• **Task description**:
All of the data that appears below is to be given again precisely as written.

• **Material to process**:
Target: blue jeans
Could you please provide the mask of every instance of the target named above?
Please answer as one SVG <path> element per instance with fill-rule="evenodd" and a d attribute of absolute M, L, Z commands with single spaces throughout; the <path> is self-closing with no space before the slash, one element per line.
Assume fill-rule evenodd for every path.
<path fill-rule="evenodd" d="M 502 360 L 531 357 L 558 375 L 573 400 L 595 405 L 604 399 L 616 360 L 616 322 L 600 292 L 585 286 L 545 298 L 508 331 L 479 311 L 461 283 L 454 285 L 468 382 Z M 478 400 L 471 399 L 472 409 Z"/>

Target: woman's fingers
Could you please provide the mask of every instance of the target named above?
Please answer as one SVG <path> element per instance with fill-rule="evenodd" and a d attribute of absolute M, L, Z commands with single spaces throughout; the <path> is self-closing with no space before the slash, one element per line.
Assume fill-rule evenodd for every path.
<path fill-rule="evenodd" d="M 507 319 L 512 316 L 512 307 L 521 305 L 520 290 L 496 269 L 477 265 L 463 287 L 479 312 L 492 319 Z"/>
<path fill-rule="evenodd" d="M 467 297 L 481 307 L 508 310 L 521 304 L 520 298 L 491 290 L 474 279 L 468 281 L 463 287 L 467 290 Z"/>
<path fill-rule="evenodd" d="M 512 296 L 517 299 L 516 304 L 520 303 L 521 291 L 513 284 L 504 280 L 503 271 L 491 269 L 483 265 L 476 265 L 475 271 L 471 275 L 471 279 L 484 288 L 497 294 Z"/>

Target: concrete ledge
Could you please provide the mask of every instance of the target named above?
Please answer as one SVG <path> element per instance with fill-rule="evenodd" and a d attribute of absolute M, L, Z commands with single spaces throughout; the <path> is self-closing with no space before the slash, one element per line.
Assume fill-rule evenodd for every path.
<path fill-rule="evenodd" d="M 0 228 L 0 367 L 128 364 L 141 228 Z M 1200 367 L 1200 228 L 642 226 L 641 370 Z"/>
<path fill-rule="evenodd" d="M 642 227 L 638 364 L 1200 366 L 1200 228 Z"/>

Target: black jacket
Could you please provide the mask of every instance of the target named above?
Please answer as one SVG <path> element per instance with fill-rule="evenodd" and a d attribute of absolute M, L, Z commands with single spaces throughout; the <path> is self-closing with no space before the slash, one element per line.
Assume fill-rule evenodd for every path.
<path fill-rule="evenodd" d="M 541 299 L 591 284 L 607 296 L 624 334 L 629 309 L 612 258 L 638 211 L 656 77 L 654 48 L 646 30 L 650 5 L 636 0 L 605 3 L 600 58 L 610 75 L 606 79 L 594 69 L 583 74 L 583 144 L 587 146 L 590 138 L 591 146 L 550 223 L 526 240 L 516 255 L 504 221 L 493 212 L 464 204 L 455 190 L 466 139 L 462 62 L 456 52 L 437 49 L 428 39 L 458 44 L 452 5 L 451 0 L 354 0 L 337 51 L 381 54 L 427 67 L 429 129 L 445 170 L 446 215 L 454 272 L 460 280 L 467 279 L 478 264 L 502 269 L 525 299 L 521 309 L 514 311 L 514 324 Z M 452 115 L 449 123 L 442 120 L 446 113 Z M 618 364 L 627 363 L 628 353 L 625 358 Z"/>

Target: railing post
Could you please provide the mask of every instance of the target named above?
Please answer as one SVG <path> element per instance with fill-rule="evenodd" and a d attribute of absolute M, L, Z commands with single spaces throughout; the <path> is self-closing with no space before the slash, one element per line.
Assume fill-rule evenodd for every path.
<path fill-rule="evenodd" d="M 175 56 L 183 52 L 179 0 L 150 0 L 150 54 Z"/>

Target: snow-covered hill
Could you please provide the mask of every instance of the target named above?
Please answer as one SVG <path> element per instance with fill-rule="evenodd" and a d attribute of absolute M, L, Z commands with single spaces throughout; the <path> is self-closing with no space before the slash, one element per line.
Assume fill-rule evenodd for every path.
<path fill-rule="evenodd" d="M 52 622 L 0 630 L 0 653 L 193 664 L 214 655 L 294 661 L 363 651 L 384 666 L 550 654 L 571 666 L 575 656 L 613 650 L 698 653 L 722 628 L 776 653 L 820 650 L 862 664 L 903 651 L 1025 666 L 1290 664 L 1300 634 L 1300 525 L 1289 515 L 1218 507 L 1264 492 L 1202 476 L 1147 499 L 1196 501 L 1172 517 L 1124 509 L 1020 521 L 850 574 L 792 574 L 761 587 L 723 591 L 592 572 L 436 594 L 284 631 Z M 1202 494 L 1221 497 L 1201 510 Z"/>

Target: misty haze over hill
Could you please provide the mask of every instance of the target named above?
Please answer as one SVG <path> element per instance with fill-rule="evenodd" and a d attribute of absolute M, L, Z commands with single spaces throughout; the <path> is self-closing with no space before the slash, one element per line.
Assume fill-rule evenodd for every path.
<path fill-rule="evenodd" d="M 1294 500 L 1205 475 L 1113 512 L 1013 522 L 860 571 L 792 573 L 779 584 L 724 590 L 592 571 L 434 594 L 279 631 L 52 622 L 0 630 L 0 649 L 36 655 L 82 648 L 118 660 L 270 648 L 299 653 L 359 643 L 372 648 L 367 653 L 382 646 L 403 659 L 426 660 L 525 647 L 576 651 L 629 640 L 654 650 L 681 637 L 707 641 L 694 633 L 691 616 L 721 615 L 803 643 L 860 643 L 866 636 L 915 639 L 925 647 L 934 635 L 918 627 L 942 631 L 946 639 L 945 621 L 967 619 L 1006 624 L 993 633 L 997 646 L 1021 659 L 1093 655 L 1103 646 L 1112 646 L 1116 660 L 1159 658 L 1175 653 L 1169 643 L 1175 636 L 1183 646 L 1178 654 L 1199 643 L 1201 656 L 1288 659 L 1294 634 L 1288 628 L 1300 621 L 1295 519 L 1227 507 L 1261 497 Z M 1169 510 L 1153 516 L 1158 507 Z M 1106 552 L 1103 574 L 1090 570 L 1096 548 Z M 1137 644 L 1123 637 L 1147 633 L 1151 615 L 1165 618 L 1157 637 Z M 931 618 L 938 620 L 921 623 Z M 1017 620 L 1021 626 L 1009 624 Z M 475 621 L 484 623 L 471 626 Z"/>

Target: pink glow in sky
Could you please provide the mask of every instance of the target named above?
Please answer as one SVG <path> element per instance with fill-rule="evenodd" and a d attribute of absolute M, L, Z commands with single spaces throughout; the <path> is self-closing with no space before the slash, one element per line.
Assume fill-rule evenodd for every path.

• **Response area**:
Target: blue jeans
Could you please provide the mask of every instance of the target named above?
Please answer as one SVG <path> element per instance with fill-rule="evenodd" and a d attribute of absolute M, L, Z commands with single spaces throughout; the <path> is self-closing with no space before the slash, one element per line.
Assume fill-rule evenodd for every path.
<path fill-rule="evenodd" d="M 502 360 L 531 357 L 558 375 L 573 400 L 595 405 L 604 399 L 616 360 L 616 322 L 600 292 L 585 286 L 545 298 L 508 331 L 479 311 L 461 283 L 454 285 L 468 382 Z M 478 400 L 471 399 L 472 409 Z"/>

Target: woman's fingers
Could you please provide the mask of every instance of the target named above?
Please answer as one SVG <path> element per instance with fill-rule="evenodd" and a d attribute of absolute M, L, Z commands with single spaces throughout; the <path> is self-closing with no space before the slash, one element per line.
Assume fill-rule evenodd for every path.
<path fill-rule="evenodd" d="M 507 319 L 512 316 L 512 307 L 521 305 L 520 290 L 496 269 L 477 265 L 463 287 L 479 312 L 492 319 Z"/>
<path fill-rule="evenodd" d="M 467 297 L 481 307 L 508 310 L 521 304 L 520 298 L 491 290 L 474 279 L 468 281 L 463 287 L 467 290 Z"/>
<path fill-rule="evenodd" d="M 512 296 L 517 299 L 516 304 L 520 303 L 521 291 L 513 284 L 504 280 L 503 271 L 491 269 L 483 265 L 476 265 L 475 271 L 471 275 L 471 279 L 484 288 L 497 294 Z"/>

Target: concrete ledge
Could you please provide the mask of every instance of the target named above?
Please answer as one SVG <path> element per instance with fill-rule="evenodd" and a d attribute of absolute M, L, Z commands with single spaces throughout; the <path> is self-closing with no space before the slash, one element per line.
Assume fill-rule evenodd for every path.
<path fill-rule="evenodd" d="M 0 228 L 0 367 L 128 364 L 141 228 Z M 1200 367 L 1200 228 L 642 226 L 641 370 Z"/>
<path fill-rule="evenodd" d="M 642 227 L 638 364 L 1200 366 L 1200 228 Z"/>

Target: black jacket
Could you please provide the mask of every instance of the target named above?
Please answer as one SVG <path> element per instance with fill-rule="evenodd" and a d attribute of absolute M, L, Z commands with single spaces throughout; the <path> is self-closing with no space before the slash, one element per line.
Assume fill-rule evenodd for every path.
<path fill-rule="evenodd" d="M 541 299 L 591 284 L 607 296 L 624 334 L 629 309 L 612 258 L 638 211 L 656 77 L 654 48 L 646 30 L 650 5 L 636 0 L 605 3 L 600 58 L 610 75 L 606 79 L 594 69 L 583 74 L 583 144 L 587 146 L 590 138 L 591 146 L 550 223 L 526 240 L 516 255 L 504 221 L 493 212 L 464 204 L 455 190 L 466 139 L 462 62 L 456 52 L 437 49 L 428 39 L 458 44 L 452 5 L 451 0 L 354 0 L 337 51 L 381 54 L 427 67 L 429 129 L 445 170 L 446 215 L 454 272 L 460 280 L 467 279 L 478 264 L 502 269 L 525 299 L 521 309 L 514 311 L 514 324 Z M 452 115 L 449 123 L 442 120 L 446 113 Z M 618 364 L 627 363 L 628 353 L 625 358 Z"/>

Target: railing post
Could you please provide the mask of every instance of the target named above?
Please answer as one SVG <path> element per instance with fill-rule="evenodd" and a d attribute of absolute M, L, Z commands with single spaces throughout; the <path> is self-closing with no space before the slash, one element per line.
Assume fill-rule evenodd for every path.
<path fill-rule="evenodd" d="M 175 56 L 183 52 L 179 0 L 150 0 L 150 54 Z"/>

Target: snow-covered hill
Could you please provide the mask of every instance of the target named above?
Please answer as one SVG <path> element per instance with fill-rule="evenodd" and a d attribute of absolute M, L, Z commands with single spaces throughout; the <path> is self-closing with no space before the slash, one element per line.
Assume fill-rule evenodd for every path.
<path fill-rule="evenodd" d="M 52 622 L 0 630 L 0 653 L 193 664 L 214 655 L 294 661 L 363 651 L 384 666 L 550 654 L 571 666 L 575 656 L 613 650 L 698 653 L 722 628 L 776 653 L 820 650 L 862 664 L 903 651 L 1025 666 L 1290 664 L 1300 634 L 1300 525 L 1289 515 L 1218 507 L 1264 492 L 1202 476 L 1147 499 L 1196 501 L 1172 517 L 1124 509 L 1020 521 L 850 574 L 792 574 L 761 587 L 723 591 L 592 572 L 436 594 L 284 631 Z M 1202 494 L 1221 497 L 1201 510 Z"/>

Target: misty haze over hill
Could you please provide the mask of every instance of the target named above?
Please answer as one SVG <path> element per instance with fill-rule="evenodd" and a d attribute of absolute M, L, Z commands with single spaces throughout; the <path> is self-closing with no space before the slash, one element per line.
Assume fill-rule evenodd for every path.
<path fill-rule="evenodd" d="M 1294 500 L 1205 475 L 1113 512 L 1013 522 L 860 571 L 792 573 L 779 584 L 724 590 L 592 571 L 434 594 L 279 631 L 52 622 L 0 630 L 0 649 L 36 655 L 82 648 L 118 660 L 270 648 L 299 653 L 359 643 L 372 648 L 367 653 L 382 646 L 403 659 L 426 660 L 525 647 L 576 651 L 629 640 L 654 650 L 681 637 L 707 641 L 694 633 L 691 616 L 721 615 L 803 643 L 860 643 L 866 636 L 915 639 L 925 647 L 934 635 L 918 627 L 942 631 L 946 639 L 945 621 L 967 619 L 1006 624 L 993 633 L 997 646 L 1021 659 L 1093 655 L 1103 646 L 1112 646 L 1116 660 L 1159 658 L 1175 653 L 1169 643 L 1175 636 L 1183 646 L 1178 654 L 1199 643 L 1201 656 L 1288 659 L 1294 634 L 1288 628 L 1300 621 L 1295 519 L 1227 507 L 1261 497 Z M 1169 510 L 1153 516 L 1158 507 Z M 1106 552 L 1103 574 L 1090 570 L 1096 548 Z M 1137 644 L 1123 637 L 1147 633 L 1151 615 L 1165 618 L 1157 637 Z M 931 618 L 938 620 L 921 623 Z M 1017 620 L 1021 626 L 1009 624 Z M 475 621 L 484 623 L 471 626 Z"/>

Target: pink glow in sky
Could you please provide the mask of every instance of the target named above?
Please answer as one SVG <path> element per instance with fill-rule="evenodd" and a d attribute of absolute M, L, Z commands with single spaces throughout; the <path> is self-closing with no space before the slash, one element per line.
Assume fill-rule evenodd for every path.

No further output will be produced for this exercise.